» **Instructions for the task**:
Print, word for word, the part of the parenting arrangements passage below that opens with the words containing "With the help" and closes with "a parenting plan?".

» **Passage to read**:
With the help of a children's law solicitor or family mediator, you may be able to discuss child care arrangements and reach a compromise.
At Evolve Family Law, our solicitors are committed to helping parents reach an agreement on post-separation parenting arrangements for their children without needing to apply to court for a child arrangement order. We can do this through:
Solicitor negotiations.
Family mediation with our family law mediator.
Family arbitration.
Using our amicable divorce one lawyer service.
Sometimes, a parent has no choice but to apply to the court for a child arrangement order. For example, if one parent is not able to provide a satisfactory level of care or if they fear the other parent will take the child overseas to live.
To understand your options, book a consultation with one of our specialist family law solicitors.
What should go into a parenting plan?
Every child and family is different, so your parenting plan should be tailored to your individual needs and those of your child.
The fact that a family member, a neighbour, or a friend has a parenting plan should not influence what should go into your parenting plan. That is because your parenting plan needs to outline the best agreement for your family, taking into account your family's circumstances and personal preferences.
For example, some parents share care of their children, with the children spending an equal amount of time with each parent. Other parents prefer their children to have one home base during the week and to share quality time on weekends and school holidays. Neither option is the ‘best’ or the right one, as so much depends on your family and each parent’s work commitments and the distance between the two homes.
Every parenting plan should consider including what has been agreed on, such as:
Home base– unless parenting is to be shared equally.
Contact or shared parenting arrangements, such as the agreed-upon times for collection and return, drop-off points, and who will do the collections and returns.
The practical points on shared care and regular contact, such as the washing and return of school uniforms, the supervision of homework or who is responsible for clothes and shoes shopping or haircuts.

» **Supplied entries**:
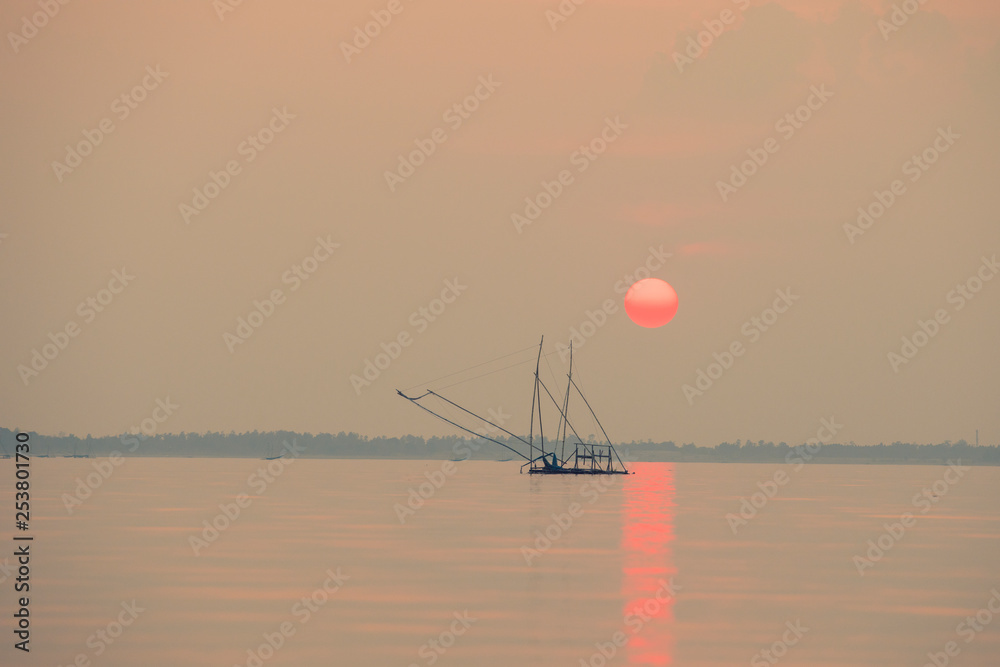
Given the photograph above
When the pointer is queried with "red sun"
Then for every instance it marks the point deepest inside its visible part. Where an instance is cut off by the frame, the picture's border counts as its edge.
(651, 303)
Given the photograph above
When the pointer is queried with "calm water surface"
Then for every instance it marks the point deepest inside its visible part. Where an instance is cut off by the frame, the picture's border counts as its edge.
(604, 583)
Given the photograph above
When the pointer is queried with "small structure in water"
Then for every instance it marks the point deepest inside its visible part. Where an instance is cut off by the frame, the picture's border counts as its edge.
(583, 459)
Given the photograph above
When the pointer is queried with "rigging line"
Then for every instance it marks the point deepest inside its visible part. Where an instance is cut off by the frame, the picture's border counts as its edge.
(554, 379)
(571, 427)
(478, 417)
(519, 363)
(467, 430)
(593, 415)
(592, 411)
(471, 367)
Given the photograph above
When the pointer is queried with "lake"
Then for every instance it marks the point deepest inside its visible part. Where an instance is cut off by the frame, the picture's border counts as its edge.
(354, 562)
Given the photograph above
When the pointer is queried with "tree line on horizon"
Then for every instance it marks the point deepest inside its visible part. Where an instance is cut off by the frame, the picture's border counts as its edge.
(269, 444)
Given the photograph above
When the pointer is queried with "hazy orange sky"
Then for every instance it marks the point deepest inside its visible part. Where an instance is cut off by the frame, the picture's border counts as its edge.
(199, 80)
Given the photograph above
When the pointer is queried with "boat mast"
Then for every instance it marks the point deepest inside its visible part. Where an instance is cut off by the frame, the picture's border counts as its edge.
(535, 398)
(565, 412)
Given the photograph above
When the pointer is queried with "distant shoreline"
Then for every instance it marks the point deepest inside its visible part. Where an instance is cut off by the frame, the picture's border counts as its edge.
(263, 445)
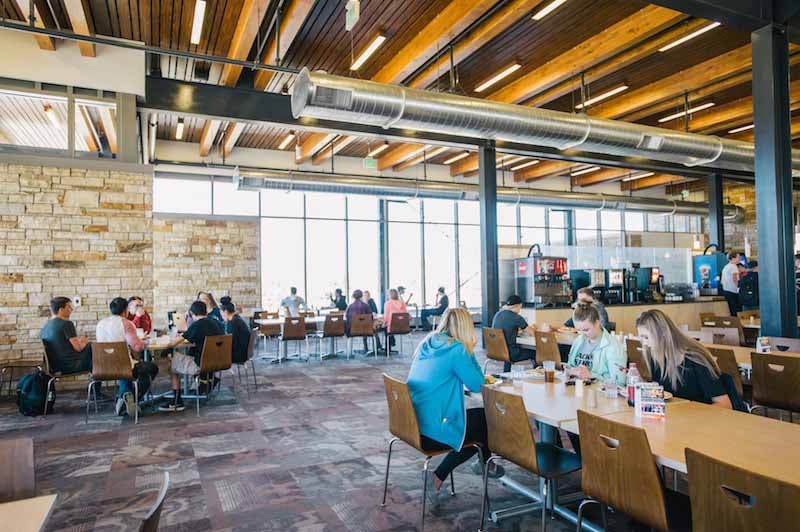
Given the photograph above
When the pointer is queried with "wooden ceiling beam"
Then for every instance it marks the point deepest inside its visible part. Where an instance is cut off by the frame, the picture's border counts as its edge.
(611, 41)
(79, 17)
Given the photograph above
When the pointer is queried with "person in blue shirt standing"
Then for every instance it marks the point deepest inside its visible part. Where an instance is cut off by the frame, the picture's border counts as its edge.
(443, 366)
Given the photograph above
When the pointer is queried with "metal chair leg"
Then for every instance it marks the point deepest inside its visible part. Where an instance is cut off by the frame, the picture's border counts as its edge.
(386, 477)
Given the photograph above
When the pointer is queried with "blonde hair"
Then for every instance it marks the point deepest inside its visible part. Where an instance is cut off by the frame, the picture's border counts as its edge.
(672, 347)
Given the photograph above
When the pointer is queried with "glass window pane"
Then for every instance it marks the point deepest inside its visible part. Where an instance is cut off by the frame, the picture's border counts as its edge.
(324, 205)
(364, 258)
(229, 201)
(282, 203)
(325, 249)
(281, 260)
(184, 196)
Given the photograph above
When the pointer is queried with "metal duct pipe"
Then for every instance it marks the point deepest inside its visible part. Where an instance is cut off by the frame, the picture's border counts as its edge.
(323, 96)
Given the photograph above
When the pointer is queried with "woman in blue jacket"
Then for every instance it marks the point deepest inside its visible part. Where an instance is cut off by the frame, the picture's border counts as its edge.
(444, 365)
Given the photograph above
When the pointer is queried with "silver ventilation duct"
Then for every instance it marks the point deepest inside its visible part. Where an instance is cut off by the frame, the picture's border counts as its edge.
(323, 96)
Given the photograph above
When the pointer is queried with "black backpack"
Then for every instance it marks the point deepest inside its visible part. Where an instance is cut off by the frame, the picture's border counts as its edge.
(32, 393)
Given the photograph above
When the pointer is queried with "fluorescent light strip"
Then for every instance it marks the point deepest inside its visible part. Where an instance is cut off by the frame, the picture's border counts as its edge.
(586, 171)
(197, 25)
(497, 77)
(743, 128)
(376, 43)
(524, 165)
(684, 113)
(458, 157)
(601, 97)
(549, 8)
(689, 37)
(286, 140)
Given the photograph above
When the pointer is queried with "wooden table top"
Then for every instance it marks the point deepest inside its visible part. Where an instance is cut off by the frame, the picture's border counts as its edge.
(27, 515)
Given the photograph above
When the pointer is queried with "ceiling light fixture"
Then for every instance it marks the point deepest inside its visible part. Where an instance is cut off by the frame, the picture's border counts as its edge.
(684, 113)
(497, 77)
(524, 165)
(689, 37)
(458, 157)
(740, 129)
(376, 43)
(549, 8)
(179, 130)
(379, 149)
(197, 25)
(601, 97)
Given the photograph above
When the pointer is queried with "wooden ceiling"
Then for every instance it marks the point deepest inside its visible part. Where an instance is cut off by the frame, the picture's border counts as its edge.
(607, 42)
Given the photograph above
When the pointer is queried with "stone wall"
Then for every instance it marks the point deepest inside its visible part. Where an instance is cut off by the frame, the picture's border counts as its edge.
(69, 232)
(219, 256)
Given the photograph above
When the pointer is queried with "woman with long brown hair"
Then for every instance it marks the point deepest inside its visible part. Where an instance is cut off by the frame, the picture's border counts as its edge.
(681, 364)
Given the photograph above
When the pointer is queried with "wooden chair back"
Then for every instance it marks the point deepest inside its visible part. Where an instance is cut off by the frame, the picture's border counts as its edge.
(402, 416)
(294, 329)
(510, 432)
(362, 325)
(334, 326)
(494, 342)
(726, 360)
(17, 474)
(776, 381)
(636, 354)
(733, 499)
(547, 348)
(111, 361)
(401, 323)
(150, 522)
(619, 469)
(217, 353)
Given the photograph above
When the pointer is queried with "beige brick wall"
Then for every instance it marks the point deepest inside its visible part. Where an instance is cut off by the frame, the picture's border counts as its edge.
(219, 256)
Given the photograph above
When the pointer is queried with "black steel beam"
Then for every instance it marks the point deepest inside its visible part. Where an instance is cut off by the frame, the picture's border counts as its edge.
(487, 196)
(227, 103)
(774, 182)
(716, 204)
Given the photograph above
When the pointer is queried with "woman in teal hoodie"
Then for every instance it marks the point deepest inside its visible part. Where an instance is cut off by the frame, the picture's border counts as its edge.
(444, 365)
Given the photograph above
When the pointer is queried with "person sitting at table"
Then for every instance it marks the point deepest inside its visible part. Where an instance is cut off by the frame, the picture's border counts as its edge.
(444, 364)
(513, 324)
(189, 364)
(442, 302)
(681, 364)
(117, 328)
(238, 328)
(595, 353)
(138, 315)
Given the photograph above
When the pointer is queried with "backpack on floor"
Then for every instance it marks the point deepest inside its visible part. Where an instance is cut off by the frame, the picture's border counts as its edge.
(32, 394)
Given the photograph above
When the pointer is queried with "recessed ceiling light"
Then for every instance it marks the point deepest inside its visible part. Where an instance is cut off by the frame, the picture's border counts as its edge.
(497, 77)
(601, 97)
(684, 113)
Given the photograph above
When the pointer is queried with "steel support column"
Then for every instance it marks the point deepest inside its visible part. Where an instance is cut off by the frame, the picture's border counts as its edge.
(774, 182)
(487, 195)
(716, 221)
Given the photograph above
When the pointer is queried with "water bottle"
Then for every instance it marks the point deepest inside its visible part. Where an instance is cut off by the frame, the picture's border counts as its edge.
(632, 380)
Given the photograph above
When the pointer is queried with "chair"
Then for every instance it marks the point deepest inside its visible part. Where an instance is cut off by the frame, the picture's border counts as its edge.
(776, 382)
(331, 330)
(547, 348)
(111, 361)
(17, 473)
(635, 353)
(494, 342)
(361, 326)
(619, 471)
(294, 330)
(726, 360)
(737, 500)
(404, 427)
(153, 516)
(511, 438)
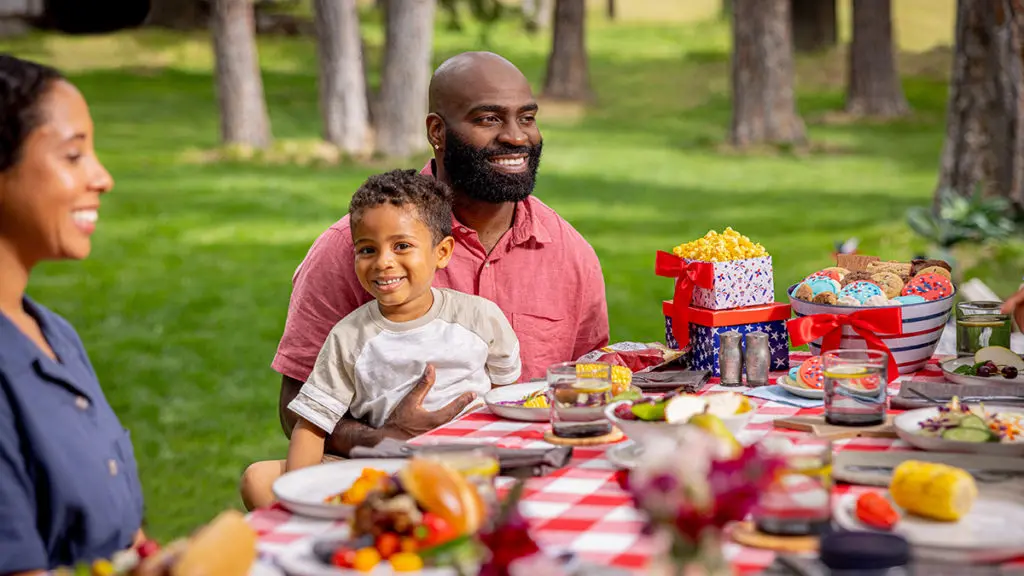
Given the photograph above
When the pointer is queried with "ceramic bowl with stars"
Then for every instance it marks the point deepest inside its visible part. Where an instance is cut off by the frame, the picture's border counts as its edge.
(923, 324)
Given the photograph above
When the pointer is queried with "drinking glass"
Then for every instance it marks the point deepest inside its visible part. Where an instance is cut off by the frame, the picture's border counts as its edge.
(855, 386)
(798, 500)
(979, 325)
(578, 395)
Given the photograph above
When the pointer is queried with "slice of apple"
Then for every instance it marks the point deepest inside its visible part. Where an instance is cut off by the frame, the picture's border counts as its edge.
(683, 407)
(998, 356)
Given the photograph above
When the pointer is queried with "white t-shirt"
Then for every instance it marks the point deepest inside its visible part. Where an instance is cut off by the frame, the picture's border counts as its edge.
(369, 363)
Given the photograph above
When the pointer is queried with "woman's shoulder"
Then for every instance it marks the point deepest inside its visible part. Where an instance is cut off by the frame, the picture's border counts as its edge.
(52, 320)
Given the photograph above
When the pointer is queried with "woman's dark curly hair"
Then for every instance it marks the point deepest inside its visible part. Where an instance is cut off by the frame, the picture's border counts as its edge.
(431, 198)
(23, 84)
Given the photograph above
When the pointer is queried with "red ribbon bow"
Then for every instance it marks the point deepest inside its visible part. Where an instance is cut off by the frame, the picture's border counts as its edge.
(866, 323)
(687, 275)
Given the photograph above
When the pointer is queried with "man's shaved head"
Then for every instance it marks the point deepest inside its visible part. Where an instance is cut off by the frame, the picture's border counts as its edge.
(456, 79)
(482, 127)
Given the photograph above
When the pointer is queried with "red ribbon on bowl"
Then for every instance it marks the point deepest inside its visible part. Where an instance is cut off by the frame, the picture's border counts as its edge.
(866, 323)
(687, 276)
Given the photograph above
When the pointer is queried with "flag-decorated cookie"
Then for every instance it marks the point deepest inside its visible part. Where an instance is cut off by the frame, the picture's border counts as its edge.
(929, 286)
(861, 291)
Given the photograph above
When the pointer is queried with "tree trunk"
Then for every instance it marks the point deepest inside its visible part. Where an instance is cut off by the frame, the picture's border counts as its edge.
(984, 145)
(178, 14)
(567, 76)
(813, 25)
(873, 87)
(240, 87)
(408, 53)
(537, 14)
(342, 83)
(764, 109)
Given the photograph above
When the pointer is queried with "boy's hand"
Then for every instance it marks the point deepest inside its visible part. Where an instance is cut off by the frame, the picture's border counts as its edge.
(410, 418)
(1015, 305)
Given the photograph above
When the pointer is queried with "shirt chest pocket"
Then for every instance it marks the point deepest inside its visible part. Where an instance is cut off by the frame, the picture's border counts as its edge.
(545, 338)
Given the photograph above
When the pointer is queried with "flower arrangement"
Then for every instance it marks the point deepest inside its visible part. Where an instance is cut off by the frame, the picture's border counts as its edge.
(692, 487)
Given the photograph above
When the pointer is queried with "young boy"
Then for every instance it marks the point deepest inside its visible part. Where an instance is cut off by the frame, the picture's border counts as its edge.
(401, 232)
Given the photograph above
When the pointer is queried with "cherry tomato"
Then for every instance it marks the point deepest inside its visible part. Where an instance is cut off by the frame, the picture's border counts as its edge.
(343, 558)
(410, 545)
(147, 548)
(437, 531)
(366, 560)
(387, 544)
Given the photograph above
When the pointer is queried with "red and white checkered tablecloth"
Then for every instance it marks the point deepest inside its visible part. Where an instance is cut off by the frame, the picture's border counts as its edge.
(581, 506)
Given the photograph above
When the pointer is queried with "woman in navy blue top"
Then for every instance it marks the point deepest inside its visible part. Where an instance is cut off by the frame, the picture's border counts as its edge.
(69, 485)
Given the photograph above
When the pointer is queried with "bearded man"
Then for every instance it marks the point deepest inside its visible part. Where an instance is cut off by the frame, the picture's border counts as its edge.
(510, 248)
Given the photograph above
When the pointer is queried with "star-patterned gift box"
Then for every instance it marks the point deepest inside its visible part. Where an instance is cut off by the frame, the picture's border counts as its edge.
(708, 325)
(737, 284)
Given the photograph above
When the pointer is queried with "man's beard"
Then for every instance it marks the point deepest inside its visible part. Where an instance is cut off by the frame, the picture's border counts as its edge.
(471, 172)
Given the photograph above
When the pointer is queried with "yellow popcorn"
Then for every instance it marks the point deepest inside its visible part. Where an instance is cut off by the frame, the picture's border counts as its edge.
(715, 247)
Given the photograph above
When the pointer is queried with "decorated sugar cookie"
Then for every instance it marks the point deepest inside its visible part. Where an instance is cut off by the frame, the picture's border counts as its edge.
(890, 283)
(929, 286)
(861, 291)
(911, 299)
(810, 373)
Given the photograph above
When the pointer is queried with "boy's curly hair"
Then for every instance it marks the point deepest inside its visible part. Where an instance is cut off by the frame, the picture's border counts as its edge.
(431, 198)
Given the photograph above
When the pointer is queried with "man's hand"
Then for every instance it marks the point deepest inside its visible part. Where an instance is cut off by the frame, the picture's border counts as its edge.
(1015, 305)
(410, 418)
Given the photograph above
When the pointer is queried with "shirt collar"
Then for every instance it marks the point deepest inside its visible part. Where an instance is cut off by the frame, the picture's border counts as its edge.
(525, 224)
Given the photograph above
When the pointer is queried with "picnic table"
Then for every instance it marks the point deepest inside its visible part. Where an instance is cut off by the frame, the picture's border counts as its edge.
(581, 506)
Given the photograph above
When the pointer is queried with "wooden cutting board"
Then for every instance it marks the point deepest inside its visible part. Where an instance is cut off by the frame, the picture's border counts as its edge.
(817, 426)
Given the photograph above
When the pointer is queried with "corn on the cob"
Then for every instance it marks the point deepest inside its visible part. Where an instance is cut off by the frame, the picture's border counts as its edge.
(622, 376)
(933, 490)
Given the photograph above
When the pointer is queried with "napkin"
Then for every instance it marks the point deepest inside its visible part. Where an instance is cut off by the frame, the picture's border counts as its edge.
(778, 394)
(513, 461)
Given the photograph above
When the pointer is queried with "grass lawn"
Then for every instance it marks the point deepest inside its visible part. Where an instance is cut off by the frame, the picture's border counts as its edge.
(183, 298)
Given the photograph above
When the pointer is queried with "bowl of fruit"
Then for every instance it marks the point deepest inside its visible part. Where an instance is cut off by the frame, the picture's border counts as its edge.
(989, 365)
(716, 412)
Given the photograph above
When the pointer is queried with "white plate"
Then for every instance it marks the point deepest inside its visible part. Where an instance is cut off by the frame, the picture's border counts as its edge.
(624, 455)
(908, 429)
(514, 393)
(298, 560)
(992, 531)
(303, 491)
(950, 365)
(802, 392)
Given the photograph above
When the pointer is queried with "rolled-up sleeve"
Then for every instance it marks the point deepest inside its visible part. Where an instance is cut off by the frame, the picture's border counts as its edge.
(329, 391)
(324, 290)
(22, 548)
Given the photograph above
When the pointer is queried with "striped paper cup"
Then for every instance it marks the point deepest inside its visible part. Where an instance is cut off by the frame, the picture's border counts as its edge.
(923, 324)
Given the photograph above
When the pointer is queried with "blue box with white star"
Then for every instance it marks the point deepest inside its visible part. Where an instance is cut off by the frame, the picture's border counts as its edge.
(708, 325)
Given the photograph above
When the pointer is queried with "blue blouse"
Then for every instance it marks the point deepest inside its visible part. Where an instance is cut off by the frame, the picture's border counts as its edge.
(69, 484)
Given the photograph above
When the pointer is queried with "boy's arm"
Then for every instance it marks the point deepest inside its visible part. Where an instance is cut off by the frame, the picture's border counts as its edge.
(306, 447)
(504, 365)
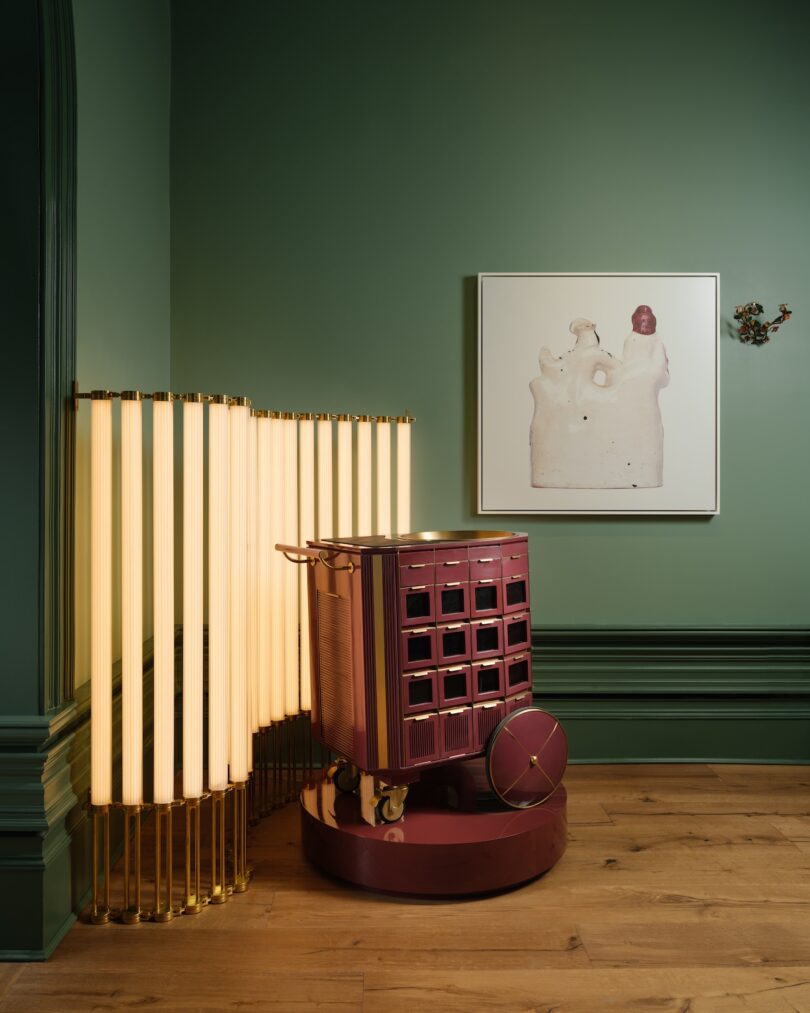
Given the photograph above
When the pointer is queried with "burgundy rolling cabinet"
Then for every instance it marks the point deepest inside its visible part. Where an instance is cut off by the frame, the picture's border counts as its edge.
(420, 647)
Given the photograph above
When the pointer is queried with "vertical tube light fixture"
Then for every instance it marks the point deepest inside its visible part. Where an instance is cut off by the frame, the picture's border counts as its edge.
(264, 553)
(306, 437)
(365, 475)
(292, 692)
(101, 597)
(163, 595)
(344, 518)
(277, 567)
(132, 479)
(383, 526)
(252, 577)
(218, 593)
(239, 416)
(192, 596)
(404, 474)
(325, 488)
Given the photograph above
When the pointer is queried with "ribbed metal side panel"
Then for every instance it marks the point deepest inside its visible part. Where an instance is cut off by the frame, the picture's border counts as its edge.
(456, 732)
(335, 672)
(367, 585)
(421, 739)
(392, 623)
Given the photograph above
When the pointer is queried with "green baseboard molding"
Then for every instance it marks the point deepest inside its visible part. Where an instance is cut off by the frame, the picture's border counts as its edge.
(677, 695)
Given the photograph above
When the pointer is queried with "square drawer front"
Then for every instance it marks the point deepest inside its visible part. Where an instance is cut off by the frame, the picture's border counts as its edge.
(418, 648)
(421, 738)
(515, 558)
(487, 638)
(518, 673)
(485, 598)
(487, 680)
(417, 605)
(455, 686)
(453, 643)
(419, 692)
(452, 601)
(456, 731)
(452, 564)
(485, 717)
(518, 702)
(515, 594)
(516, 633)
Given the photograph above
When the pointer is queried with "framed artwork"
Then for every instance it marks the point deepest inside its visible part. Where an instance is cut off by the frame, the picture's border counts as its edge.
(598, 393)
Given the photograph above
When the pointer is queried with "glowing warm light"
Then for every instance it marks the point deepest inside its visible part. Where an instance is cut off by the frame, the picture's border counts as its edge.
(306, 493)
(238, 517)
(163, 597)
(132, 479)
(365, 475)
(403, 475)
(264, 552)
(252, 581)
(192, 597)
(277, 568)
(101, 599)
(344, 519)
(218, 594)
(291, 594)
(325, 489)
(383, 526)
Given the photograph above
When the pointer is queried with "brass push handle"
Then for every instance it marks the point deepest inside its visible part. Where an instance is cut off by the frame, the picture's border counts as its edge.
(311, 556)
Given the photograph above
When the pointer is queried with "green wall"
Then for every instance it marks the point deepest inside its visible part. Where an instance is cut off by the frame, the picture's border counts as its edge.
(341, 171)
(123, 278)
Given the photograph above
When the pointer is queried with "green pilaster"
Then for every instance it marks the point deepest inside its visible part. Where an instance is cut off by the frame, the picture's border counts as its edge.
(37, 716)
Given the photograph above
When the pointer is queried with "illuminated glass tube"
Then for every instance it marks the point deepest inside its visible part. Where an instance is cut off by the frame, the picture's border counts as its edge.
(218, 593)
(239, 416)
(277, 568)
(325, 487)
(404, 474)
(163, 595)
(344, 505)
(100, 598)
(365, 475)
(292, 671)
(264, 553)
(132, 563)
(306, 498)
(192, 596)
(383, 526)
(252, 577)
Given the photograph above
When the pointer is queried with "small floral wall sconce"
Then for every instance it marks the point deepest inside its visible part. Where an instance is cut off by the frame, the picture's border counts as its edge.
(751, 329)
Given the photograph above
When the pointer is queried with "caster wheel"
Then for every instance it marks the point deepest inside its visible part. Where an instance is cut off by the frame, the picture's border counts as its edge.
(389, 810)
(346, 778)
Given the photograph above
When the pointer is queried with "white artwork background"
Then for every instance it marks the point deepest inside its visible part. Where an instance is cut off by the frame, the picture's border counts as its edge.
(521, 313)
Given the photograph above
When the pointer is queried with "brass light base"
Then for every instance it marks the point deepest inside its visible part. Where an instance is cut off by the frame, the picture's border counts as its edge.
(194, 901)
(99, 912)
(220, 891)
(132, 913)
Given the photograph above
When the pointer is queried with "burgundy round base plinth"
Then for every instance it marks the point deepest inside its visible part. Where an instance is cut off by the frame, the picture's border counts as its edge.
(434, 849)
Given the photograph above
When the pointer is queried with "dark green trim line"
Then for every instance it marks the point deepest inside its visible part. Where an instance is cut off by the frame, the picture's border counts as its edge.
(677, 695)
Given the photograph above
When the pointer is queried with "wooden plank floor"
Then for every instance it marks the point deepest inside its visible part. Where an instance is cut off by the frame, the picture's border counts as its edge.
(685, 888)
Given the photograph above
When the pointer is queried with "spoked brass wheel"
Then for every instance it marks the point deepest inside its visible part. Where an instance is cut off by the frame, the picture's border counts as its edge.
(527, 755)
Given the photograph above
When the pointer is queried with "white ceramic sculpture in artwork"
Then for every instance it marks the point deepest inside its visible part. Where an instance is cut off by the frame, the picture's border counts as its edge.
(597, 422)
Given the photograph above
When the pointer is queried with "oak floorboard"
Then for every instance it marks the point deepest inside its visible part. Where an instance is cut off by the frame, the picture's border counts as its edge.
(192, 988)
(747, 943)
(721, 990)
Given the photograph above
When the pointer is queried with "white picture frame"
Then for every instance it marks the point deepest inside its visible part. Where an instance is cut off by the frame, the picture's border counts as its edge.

» **Your solution**:
With the help of a children's law solicitor or family mediator, you may be able to discuss child care arrangements and reach a compromise.
At Evolve Family Law, our solicitors are committed to helping parents reach an agreement on post-separation parenting arrangements for their children without needing to apply to court for a child arrangement order. We can do this through:
Solicitor negotiations.
Family mediation with our family law mediator.
Family arbitration.
Using our amicable divorce one lawyer service.
Sometimes, a parent has no choice but to apply to the court for a child arrangement order. For example, if one parent is not able to provide a satisfactory level of care or if they fear the other parent will take the child overseas to live.
To understand your options, book a consultation with one of our specialist family law solicitors.
What should go into a parenting plan?